Complicações dermatológicas também são comuns e estão relacionadas a anatomia desses animais. De acordo com a médica-veterinária, as principais alterações na pele de pets braquicefálicos são dermatites de pregas, piodermites recidivantes e otites externas crônicas.
Adicionalmente a tudo isso, estudos recentes estão associando o fenótipo braquicefálico a ocorrência de alterações ortopédicas e neurológicas, como displasias articulares, especialmente coxofemoral e de cotovelo, e malformações vertebrais.
Diagnosticando a síndrome braquicefálica
A docente explica que para chegar a um diagnóstico assertivo da síndrome braquicefálica é preciso ter uma abordagem multidisciplinar e sistematizada.
“Inicialmente, realiza-se uma avaliação clínica detalhada, que inclui anamnese aprofundada e exame físico minucioso, com ênfase na ausculta pulmonar, análise do grau de estenose nasal (quando presente), sensibilidade dos seios nasais e verificação do padrão respiratório em repouso. Essa avaliação clínica é complementada pela aplicação de um escore classificatório padronizado, que estratifica a gravidade da síndrome conforme os achados clínicos”, explica.
Com relação a exames, os de imagem são os mais indicados. Dentre eles, está a endoscopia das vias aéreas. Xavier afirma que a endoscopia é recomendada para a inspeção direta e dinâmica das estruturas anatômicas envolvidas, permitindo a identificação de alterações como prolongamento do palato mole, estenose nasal, eversão dos sáculos laríngeos e colapso laríngeo ou de traqueia/bronquial.
Já as radiografias torácicas em projeções específicas são empregadas para avaliar a traqueia, os campos pulmonares e possíveis comorbidades associadas. “Contudo, devido às limitações da técnica radiográfica, como sobreposição de estruturas e dificuldade em avaliar dinamicamente as vias aéreas superiores, ela não é considerada padrão-ouro para diagnóstico da BOAS”, completa.

E o tratamento?
Não há saída, conforme cita Nathália, o tratamento da síndrome braquicefálica é predominantemente cirúrgico. Nele são utilizadas técnicas específicas para corrigir as anomalias anatômicas que causam a obstrução respiratória dos animais acometidos.
“Os procedimentos mais comuns incluem a rinoplastia para correção da estenose nasal, a estafilectomia para ressecção do excesso de palato mole prolongado e a correção da eversão dos sáculos laríngeos com a saculectomia, quando presentes”, cita.
Se houver colapso traqueal associado, a profissional esclarece que pode ser indicada a implantação de stents traqueais como um método minimamente invasivo para manter a permeabilidade da via aérea. “Essa técnica visa reduzir os episódios de colapso e melhorar a ventilação, especialmente em pacientes com comprometimento severo da traqueia”, afirma.
Além disso, também devem ser adotadas medidas ambientais para maximizar o conforto e a qualidade de vida do animal. “Dentre os cuidados ambientais podemos citar restrição à exposição ao calor e estresse térmico e controle rigoroso do peso corporal”, finaliza.

**Dados registrados:**
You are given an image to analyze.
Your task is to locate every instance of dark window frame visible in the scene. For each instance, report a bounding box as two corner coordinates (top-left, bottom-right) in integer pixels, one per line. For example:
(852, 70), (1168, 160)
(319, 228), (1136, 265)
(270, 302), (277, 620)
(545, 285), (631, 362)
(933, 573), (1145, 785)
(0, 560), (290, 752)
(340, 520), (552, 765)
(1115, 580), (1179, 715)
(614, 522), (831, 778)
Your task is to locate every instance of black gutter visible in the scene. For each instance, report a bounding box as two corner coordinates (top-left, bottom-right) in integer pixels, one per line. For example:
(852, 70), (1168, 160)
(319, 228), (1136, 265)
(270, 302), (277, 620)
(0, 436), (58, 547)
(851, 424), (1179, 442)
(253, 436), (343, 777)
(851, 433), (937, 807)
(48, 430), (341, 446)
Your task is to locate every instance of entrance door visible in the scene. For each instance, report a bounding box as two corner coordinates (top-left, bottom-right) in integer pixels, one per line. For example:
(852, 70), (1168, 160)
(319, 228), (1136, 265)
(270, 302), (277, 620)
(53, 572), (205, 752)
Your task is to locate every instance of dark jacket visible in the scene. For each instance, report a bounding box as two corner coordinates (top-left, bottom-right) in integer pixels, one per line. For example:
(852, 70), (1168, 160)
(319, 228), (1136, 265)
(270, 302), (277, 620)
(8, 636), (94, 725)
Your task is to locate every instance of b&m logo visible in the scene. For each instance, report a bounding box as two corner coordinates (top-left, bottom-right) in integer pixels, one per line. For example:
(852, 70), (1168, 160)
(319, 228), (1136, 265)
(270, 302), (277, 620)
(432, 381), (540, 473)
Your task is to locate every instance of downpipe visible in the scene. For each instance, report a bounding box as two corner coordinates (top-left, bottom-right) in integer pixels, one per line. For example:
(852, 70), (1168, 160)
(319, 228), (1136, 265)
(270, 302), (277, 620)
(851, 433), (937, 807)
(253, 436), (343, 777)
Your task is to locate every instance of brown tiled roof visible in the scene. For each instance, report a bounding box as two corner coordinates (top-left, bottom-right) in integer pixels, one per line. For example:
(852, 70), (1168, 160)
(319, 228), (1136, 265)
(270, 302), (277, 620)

**Tarefa:** Segundo o texto sobre a síndrome braquicefálica, quais alterações a endoscopia das vias aéreas permite identificar? Liste todas.

**Resposta do exercício:**
- prolongamento do palato mole
- estenose nasal
- eversão dos sáculos laríngeos
- colapso laríngeo ou de traqueia/bronquial